Copy out the post on Dravidian origins below word for word, from its heading to its final line.

## begin TEXT EXTRACT

Dravidian origins

Bjarte Kaldhol bjartekal at AH.TELIA.NO
Sun Dec 17 22:18:22 UTC 2000


Dear listmembers,

Since I wanted to know something about the Dravidian languages without
going so far as to read a grammar of Tamil, I sat down to read Zvelebil's
article in Encyclopaedia Britannica (Vol. 22, 15th edition). In the third
paragraph, he states: "Nothing definite is known about the origin of the
Dravidian family."
        Well, let us see what this professed ignorance leads to:

1. There are vague indigenous traditions about an ancient migration from
the south.
2. According to some scholars, Dravidian languages are indigenous to India.
3. A hypothesis has been gaining ground that posits a movement of Dravidian
speakers from the northwest to the south and east of the peninsula, a
movement originating possibly from Central Asia. (This hypothesis is not
substantiated, and Zvelebil later confesses that "nothing definite is known
about the ancient domain of the Dravidian parent speech".)
4. Another theory connects the Dravidian speakers with the peoples of the
Indus Valley civilization.
5. The circumstances of the advent of Dravidian speakers in India are
shrouded in mystery. (An "advent" is now taken for granted.)
6. It is possible that a Dravidian-speaking people that can be described as
dolichocephalic Mediterraneans mixed with brachycephalic Armenoids and
established themselves in northwest India during the 4th millennium BC.

## end TEXT EXTRACT
## begin RECORDS PROVIDED

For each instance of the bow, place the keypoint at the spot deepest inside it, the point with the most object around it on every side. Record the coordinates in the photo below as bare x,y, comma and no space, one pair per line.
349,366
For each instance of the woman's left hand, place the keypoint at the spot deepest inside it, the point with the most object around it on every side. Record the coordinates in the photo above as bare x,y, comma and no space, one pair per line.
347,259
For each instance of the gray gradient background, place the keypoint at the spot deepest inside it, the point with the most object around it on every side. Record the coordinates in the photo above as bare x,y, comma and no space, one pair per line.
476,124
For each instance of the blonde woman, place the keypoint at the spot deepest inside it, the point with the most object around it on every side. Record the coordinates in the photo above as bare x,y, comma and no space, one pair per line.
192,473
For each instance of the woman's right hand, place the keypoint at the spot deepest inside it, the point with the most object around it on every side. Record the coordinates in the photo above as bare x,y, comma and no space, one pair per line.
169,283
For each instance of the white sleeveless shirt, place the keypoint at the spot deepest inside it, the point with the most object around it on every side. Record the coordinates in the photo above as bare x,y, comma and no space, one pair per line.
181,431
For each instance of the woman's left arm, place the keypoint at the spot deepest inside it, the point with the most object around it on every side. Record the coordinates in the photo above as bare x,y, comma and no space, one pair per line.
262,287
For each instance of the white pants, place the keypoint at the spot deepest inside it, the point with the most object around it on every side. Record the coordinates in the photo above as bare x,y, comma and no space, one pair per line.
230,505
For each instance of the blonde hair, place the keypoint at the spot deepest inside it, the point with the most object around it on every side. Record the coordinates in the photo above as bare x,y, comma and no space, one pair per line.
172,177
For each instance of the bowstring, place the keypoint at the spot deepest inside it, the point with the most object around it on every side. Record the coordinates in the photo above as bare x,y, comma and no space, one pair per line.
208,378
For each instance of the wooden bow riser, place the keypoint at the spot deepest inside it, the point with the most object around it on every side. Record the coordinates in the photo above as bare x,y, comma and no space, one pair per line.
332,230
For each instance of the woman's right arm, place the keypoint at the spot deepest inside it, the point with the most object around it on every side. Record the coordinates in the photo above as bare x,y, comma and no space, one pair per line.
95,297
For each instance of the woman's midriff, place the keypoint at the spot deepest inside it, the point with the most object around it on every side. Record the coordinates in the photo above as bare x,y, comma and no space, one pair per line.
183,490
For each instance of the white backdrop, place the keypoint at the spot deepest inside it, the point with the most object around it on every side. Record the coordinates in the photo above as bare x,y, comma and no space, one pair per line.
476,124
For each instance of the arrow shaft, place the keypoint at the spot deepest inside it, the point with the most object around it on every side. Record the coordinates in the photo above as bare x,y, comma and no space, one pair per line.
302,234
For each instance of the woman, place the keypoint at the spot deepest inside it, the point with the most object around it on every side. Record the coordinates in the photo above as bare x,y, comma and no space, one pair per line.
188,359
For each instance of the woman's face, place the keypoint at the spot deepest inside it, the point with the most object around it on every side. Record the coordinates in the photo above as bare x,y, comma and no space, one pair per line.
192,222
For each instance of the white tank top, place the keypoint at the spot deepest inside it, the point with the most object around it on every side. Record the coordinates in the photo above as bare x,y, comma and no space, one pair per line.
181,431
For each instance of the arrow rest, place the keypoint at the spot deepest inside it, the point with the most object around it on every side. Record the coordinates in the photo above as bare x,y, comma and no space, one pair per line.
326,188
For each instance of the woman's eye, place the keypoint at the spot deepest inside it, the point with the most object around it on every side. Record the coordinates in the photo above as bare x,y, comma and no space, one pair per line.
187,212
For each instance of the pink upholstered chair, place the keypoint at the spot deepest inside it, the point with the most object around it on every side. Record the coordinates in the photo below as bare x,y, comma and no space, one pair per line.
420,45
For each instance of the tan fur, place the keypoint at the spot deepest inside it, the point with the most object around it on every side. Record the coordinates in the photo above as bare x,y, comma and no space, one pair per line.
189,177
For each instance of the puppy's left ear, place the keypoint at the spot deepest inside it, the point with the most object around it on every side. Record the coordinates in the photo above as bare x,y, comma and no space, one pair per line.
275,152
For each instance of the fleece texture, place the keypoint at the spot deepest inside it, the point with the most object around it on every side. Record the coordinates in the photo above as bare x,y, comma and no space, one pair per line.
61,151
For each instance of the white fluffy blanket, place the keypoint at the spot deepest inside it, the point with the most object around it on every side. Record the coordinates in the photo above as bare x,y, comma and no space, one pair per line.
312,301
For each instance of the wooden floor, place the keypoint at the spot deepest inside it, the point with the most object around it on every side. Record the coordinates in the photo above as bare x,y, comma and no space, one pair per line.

## end RECORDS PROVIDED

> RESPONSE TO THIS TASK
Dravidian origins

Bjarte Kaldhol bjartekal at AH.TELIA.NO
Sun Dec 17 22:18:22 UTC 2000


Dear listmembers,

Since I wanted to know something about the Dravidian languages without
going so far as to read a grammar of Tamil, I sat down to read Zvelebil's
article in Encyclopaedia Britannica (Vol. 22, 15th edition). In the third
paragraph, he states: "Nothing definite is known about the origin of the
Dravidian family."
        Well, let us see what this professed ignorance leads to:

1. There are vague indigenous traditions about an ancient migration from
the south.
2. According to some scholars, Dravidian languages are indigenous to India.
3. A hypothesis has been gaining ground that posits a movement of Dravidian
speakers from the northwest to the south and east of the peninsula, a
movement originating possibly from Central Asia. (This hypothesis is not
substantiated, and Zvelebil later confesses that "nothing definite is known
about the ancient domain of the Dravidian parent speech".)
4. Another theory connects the Dravidian speakers with the peoples of the
Indus Valley civilization.
5. The circumstances of the advent of Dravidian speakers in India are
shrouded in mystery. (An "advent" is now taken for granted.)
6. It is possible that a Dravidian-speaking people that can be described as
dolichocephalic Mediterraneans mixed with brachycephalic Armenoids and
established themselves in northwest India during the 4th millennium BC.